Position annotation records
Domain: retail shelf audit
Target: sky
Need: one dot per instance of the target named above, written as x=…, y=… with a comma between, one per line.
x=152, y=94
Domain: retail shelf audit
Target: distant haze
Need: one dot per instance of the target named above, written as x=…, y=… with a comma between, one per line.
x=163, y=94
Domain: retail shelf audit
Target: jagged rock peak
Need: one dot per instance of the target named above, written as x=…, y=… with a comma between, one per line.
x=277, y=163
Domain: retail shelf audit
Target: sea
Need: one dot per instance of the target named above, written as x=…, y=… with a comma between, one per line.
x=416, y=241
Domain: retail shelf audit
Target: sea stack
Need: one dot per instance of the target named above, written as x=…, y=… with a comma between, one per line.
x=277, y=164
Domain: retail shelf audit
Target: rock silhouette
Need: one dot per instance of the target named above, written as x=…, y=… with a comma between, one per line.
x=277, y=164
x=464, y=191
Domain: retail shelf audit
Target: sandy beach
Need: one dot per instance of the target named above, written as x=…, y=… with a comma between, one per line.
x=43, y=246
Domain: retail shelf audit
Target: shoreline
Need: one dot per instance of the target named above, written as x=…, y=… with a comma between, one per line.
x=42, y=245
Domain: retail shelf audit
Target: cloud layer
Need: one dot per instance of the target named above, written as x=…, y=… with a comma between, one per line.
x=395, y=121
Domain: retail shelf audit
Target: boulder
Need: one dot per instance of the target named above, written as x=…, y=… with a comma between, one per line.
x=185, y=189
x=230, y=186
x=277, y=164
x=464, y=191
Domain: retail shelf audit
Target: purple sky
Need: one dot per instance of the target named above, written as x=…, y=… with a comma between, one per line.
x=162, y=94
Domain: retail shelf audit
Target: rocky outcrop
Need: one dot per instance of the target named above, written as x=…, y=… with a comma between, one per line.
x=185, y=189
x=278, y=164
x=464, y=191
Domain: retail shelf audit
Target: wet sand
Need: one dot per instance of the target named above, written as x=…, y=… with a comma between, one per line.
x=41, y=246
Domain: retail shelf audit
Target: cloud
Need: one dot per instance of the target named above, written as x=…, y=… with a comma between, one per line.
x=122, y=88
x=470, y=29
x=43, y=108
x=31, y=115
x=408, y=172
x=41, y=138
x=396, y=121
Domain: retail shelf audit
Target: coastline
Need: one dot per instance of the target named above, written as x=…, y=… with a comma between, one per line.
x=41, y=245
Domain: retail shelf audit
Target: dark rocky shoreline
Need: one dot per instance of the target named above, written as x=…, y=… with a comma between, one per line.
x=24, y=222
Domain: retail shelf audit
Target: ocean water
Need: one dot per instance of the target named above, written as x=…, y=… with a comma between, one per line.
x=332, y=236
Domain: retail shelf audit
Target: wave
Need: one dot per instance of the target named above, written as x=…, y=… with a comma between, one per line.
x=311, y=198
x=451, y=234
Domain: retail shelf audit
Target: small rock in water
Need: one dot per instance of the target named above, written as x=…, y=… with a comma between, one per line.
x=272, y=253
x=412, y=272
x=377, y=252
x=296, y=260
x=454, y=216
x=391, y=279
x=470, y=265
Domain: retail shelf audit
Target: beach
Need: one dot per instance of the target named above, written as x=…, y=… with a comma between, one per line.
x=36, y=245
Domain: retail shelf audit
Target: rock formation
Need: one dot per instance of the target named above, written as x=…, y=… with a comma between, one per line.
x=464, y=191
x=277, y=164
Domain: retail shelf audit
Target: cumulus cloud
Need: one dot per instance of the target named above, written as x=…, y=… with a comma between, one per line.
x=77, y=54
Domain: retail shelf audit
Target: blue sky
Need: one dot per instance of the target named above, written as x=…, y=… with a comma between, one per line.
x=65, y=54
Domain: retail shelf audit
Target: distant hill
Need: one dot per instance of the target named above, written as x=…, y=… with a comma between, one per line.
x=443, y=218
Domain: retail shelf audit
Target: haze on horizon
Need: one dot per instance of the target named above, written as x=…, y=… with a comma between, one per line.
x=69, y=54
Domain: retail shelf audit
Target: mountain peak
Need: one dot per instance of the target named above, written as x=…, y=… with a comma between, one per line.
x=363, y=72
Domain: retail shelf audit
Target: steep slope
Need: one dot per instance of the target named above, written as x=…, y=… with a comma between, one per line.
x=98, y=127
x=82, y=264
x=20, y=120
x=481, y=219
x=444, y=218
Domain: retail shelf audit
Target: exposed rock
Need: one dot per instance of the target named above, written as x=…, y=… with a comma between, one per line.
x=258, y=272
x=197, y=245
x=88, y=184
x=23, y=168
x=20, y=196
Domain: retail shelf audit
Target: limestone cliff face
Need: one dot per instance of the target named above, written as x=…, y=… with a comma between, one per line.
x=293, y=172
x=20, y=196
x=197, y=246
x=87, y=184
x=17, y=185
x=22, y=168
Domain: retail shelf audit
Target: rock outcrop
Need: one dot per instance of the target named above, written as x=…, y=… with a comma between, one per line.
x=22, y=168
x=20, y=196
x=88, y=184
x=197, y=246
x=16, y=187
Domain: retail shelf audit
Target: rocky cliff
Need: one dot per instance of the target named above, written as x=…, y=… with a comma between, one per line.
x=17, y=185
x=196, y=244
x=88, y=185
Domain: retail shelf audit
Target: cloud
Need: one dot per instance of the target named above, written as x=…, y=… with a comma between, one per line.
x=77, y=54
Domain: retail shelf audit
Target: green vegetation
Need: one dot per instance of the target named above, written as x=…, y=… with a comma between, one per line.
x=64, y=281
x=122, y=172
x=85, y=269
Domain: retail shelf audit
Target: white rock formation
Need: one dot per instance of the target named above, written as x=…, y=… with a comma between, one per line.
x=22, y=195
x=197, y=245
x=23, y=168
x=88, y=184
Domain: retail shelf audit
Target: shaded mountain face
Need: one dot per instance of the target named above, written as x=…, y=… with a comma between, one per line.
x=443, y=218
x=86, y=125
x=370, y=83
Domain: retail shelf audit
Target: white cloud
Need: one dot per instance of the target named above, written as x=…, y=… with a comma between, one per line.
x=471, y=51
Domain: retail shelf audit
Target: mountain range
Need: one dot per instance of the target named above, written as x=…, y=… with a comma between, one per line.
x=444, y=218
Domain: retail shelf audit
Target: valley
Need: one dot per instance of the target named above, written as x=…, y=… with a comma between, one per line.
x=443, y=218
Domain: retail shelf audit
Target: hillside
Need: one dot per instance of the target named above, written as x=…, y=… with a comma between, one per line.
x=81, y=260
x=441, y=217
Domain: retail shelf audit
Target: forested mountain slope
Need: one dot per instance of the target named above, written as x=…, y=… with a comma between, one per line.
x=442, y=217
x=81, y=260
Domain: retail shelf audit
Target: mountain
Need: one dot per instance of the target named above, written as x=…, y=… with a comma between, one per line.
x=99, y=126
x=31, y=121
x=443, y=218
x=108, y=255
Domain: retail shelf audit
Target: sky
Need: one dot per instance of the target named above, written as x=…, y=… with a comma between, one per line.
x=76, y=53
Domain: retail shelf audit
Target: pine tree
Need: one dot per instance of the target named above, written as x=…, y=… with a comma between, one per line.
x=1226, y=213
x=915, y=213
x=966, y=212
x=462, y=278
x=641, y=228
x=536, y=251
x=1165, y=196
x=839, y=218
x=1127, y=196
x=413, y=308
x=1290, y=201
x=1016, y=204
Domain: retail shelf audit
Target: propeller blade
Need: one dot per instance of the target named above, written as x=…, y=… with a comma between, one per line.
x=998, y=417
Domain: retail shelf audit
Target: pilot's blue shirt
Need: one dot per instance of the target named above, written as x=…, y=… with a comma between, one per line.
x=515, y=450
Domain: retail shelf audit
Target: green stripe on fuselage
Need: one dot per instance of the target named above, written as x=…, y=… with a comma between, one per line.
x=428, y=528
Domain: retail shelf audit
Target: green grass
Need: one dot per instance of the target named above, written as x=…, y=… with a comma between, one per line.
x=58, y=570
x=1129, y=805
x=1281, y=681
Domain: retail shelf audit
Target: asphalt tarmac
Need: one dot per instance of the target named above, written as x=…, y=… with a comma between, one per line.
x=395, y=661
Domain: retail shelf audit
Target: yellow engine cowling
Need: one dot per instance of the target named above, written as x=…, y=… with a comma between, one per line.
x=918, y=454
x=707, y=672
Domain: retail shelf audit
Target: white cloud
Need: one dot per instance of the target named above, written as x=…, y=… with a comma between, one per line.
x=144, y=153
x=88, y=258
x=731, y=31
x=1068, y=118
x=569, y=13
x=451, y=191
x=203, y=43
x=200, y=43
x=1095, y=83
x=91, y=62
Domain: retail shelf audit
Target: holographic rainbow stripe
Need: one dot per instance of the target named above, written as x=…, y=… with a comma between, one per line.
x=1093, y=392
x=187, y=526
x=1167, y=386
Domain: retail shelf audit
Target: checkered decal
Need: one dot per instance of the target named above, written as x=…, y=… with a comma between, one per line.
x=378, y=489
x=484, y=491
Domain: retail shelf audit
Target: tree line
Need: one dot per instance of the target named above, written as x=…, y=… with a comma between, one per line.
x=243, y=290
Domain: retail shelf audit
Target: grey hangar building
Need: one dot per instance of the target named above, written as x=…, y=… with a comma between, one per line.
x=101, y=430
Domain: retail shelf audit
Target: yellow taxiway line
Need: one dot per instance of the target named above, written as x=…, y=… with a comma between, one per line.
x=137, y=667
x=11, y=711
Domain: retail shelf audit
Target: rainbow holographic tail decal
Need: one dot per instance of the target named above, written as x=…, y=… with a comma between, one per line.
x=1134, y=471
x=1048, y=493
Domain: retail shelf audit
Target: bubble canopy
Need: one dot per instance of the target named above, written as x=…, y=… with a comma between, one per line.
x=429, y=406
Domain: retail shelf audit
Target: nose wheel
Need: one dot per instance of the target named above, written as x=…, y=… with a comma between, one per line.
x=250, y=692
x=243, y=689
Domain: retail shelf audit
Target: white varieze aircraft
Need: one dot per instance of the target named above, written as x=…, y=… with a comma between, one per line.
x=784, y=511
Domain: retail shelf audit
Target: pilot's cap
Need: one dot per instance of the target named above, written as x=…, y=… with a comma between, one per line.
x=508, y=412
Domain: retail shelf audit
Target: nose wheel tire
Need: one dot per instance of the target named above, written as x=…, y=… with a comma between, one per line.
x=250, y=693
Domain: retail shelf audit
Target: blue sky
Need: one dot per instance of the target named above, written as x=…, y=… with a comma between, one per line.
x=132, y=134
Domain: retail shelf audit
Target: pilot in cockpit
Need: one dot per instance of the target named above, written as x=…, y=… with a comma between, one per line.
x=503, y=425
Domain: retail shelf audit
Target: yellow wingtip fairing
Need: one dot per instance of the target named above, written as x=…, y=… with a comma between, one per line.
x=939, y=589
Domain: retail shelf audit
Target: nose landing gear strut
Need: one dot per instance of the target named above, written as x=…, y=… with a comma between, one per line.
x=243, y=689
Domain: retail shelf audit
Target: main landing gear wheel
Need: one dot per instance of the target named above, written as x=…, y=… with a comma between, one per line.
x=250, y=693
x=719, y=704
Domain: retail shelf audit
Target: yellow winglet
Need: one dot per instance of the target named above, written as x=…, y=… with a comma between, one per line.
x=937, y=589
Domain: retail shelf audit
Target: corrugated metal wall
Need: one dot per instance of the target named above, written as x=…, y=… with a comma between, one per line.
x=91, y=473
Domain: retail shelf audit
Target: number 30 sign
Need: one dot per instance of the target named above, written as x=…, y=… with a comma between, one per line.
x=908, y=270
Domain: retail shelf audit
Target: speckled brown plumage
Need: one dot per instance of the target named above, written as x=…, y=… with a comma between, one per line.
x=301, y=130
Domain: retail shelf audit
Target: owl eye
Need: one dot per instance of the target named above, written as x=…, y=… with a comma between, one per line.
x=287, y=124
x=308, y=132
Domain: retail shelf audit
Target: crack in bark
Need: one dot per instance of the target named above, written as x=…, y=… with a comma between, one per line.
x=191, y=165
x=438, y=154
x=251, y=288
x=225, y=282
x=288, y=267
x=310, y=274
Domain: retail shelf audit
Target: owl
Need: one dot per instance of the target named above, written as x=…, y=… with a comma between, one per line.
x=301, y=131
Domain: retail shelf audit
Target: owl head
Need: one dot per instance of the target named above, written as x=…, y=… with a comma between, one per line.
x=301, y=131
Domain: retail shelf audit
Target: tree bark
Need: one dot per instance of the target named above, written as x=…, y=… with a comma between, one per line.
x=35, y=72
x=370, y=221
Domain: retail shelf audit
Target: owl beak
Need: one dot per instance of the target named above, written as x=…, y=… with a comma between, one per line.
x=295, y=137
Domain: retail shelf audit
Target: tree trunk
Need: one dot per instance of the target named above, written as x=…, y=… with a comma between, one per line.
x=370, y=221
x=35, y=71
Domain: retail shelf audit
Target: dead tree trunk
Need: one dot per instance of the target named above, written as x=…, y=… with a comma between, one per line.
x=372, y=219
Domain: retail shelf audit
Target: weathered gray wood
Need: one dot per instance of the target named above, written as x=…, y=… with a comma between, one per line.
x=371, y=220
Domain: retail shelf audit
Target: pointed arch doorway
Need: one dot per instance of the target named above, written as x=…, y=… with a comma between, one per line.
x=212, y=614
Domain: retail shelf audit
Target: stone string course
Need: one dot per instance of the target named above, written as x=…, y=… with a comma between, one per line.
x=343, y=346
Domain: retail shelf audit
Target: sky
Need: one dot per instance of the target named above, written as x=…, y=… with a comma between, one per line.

Aim
Please output the lines from the start of the records up to and including the line with "x=42, y=245" as a numbered list, leaving out any blank lines.

Solution to the problem
1. Domain: retail shelf audit
2. Target: sky
3. Need: one dot per instance of the target named above, written as x=…, y=… with a comma between, one per line.
4. x=152, y=94
5. Domain: retail shelf audit
6. Target: distant haze
7. Need: one dot per instance of the target named above, written as x=…, y=… with a comma between, one per line.
8. x=163, y=94
9. Domain: retail shelf audit
10. Target: jagged rock peak
11. Need: one dot per instance of the target named above, written as x=…, y=… with a comma between, one per line.
12. x=277, y=163
13. Domain: retail shelf audit
14. Target: sea
15. Need: one dot per instance of the target named above, written as x=…, y=… with a comma between, one per line.
16. x=416, y=241
17. Domain: retail shelf audit
18. Target: sea stack
19. Need: one dot per instance of the target named above, written as x=…, y=… with a comma between, one per line.
20. x=277, y=164
21. Domain: retail shelf audit
22. Target: rock silhouette
23. Need: one dot per instance of the target named above, written as x=…, y=… with a comma between, one per line.
24. x=277, y=164
25. x=464, y=191
26. Domain: retail shelf audit
27. Target: sandy beach
28. Need: one dot per instance of the target named above, written as x=…, y=… with a comma between, one per line.
29. x=43, y=246
30. Domain: retail shelf audit
31. Target: shoreline
32. Need: one dot per instance of the target named above, written as x=…, y=… with a comma between, one per line.
33. x=42, y=245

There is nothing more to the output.